◆ Extract provided:
━━━━━━━━━━━━━━━━━━━━

Review: What happens when someone revered for bringing hope to countless childless couples finds himself at the centre of a scandal? Director Vikram Bhatt’s Tumko Meri Kasam tells one such tale—of visionary IVF specialist Dr. Ajay Murdia (Anupam Kher), who faces allegations of attempted murder. The film navigates dual narratives—his groundbreaking contributions to fertility treatment and the intense courtroom battle that could unravel his life’s work.
Based on a true story, the film sets the stage for a gripping legal drama intertwined with a heartfelt love story from the outset. Rajeev Khosla (Meherrzan Mazda) accuses Dr Murdia of attempted murder, aiming to usurp his position as chairman of Indira IVF, a vast chain of fertility clinics. Running parallel to this conflict is the doctor’s early journey, where a younger Ajay (Ishwak Singh) battles scepticism and social stigma in the 1980s, a time when fertility clinics were often dismissed as ‘sex clinics.’ Facing opposition from peers and family, Ajay finds unwavering support in his wife, Indira (Adah Sharma). Together, they risk everything to revolutionise fertility treatment and bring hope to struggling couples.

━━━━━━━━━━━━━━━━━━━━

Records from a data source:

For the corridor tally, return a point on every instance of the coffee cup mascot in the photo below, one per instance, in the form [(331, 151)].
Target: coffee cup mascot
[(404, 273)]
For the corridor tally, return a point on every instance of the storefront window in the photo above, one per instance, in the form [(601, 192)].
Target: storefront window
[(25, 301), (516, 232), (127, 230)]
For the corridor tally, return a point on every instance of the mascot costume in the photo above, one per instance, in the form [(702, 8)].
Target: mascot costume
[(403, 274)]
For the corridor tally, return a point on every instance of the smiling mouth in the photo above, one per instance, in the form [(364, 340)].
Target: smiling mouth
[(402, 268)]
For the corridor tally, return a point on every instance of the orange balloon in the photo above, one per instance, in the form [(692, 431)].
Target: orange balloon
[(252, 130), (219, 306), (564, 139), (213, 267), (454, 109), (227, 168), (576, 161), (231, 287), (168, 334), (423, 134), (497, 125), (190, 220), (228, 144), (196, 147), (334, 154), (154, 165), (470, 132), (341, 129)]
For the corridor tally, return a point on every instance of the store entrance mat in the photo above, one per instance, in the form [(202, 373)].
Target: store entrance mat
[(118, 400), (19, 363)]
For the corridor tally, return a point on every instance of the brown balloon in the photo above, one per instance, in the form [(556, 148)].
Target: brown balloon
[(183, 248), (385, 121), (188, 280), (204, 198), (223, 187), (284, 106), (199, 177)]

━━━━━━━━━━━━━━━━━━━━

◆ Activity list:
a) Decide whether each statement agrees with the film review, and give the deciding words from it: (i) Rajeev Khosla accuses Dr Murdia of attempted murder; (ii) the younger Ajay is played by Anupam Kher; (iii) in the 1980s, fertility clinics were often dismissed as "sex clinics."
b) List every actor the film review names in parentheses after a character.
c) Return the part of the film review starting with "Review: What happens" and going on through "his life’s work.".
The records have no connection to the text.

◆ Solutions below:
a)
(i) Yes: "Rajeev Khosla (Meherrzan Mazda) accuses Dr Murdia of attempted murder"
(ii) No: "a younger Ajay (Ishwak Singh)"
(iii) Yes: "a time when fertility clinics were often dismissed as ‘sex clinics.’"

b) Anupam Kher, Meherrzan Mazda, Ishwak Singh, Adah Sharma

c)
Review: What happens when someone revered for bringing hope to countless childless couples finds himself at the centre of a scandal? Director Vikram Bhatt’s Tumko Meri Kasam tells one such tale—of visionary IVF specialist Dr. Ajay Murdia (Anupam Kher), who faces allegations of attempted murder. The film navigates dual narratives—his groundbreaking contributions to fertility treatment and the intense courtroom battle that could unravel his life’s work.